## WHAT YOU NEED TO DO
From the data below, please reproduce exactly everything from the line that contains "Target: man standing on stage" down to the line that contains "the white rocking", with both ends included.

══ SUPPLIED DATA

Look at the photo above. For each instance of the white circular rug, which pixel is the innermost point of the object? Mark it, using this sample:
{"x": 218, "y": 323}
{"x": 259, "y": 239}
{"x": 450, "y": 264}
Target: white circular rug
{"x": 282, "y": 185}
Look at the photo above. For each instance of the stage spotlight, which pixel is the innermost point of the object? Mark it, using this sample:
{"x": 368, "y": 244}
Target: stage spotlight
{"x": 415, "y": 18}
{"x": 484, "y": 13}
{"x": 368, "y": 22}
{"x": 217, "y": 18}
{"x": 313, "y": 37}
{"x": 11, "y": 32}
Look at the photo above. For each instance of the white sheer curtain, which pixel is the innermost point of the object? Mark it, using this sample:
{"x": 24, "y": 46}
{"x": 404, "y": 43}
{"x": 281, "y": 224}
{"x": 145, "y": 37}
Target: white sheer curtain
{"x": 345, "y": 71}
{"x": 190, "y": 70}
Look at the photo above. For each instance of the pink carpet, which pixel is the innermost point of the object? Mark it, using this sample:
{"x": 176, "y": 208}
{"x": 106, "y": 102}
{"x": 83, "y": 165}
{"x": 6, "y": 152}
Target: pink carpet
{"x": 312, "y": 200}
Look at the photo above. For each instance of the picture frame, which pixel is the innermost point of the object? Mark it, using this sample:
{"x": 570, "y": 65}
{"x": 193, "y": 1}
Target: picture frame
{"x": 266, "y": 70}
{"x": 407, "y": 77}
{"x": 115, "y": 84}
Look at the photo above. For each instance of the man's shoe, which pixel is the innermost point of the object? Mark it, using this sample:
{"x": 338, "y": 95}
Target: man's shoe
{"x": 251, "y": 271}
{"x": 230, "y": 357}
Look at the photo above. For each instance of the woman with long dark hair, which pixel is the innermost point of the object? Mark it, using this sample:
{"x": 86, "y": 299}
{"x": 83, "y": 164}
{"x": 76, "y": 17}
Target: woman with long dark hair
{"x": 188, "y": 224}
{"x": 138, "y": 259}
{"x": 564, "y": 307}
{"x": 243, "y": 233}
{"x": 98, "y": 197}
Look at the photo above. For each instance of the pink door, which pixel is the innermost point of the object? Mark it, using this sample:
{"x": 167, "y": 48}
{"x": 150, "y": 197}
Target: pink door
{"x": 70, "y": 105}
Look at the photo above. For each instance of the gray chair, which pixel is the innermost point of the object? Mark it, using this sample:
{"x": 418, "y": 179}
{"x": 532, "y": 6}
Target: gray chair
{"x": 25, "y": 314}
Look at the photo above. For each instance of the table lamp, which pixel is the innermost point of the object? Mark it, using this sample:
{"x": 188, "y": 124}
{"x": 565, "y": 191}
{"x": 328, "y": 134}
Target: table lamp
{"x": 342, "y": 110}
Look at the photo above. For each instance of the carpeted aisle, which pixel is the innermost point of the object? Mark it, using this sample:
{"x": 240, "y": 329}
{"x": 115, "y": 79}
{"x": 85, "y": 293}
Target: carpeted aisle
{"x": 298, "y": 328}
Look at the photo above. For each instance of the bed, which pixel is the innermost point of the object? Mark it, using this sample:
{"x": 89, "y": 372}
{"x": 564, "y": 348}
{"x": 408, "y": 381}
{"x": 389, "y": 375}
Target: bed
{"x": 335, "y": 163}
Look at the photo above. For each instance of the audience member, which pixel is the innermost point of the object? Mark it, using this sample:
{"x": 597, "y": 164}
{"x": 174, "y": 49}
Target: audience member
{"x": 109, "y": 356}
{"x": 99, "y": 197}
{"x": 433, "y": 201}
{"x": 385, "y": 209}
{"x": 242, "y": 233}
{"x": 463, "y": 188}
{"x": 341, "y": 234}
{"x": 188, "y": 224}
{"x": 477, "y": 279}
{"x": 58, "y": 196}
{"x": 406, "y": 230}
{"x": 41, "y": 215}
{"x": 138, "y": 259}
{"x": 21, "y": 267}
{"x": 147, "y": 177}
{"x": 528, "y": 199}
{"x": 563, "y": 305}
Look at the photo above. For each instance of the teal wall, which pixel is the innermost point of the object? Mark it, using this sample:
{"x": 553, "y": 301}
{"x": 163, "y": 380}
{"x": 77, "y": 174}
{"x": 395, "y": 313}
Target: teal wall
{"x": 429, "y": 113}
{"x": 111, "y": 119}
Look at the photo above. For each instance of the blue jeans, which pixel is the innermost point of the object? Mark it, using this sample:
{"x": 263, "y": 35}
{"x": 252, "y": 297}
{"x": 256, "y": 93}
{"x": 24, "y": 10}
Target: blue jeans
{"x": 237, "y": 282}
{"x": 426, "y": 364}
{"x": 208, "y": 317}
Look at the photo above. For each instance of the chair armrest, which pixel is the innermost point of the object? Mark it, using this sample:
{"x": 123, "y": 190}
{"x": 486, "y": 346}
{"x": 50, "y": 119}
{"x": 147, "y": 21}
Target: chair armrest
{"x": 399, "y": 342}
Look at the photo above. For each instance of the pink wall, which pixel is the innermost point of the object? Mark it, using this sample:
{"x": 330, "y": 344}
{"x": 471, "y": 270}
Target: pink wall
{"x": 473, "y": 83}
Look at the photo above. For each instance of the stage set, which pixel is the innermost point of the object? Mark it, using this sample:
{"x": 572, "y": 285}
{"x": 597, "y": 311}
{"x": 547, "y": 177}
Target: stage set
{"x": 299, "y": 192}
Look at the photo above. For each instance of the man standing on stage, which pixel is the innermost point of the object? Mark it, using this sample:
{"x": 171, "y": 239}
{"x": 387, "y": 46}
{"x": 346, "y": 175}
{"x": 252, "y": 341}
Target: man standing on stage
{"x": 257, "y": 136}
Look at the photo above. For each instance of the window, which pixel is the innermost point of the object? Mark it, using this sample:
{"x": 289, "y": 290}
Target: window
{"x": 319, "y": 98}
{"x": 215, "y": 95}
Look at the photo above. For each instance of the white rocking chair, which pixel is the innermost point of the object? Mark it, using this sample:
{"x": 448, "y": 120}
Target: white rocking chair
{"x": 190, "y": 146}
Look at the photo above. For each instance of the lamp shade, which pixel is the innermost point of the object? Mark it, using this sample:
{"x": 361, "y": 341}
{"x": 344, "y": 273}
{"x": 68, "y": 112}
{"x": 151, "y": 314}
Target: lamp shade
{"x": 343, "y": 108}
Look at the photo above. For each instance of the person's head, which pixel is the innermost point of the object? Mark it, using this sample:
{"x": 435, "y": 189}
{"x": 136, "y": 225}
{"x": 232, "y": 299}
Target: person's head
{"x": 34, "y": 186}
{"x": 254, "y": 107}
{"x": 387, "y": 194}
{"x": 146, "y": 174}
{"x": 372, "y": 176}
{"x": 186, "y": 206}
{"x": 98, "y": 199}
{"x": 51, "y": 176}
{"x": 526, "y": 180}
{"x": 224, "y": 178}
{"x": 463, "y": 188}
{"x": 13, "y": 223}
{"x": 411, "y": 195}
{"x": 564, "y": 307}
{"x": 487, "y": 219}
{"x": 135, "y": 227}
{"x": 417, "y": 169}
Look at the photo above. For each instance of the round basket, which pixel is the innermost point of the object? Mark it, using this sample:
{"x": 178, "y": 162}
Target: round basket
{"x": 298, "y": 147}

════

## YOUR RESPONSE
Target: man standing on stage
{"x": 257, "y": 136}
Look at the photo above. For each instance of the window, which pixel is the innermost point of the object? Mark it, using this sample:
{"x": 289, "y": 290}
Target: window
{"x": 319, "y": 98}
{"x": 215, "y": 95}
Look at the photo above. For each instance of the white rocking chair, which pixel is the innermost point of the object? Mark it, using this sample:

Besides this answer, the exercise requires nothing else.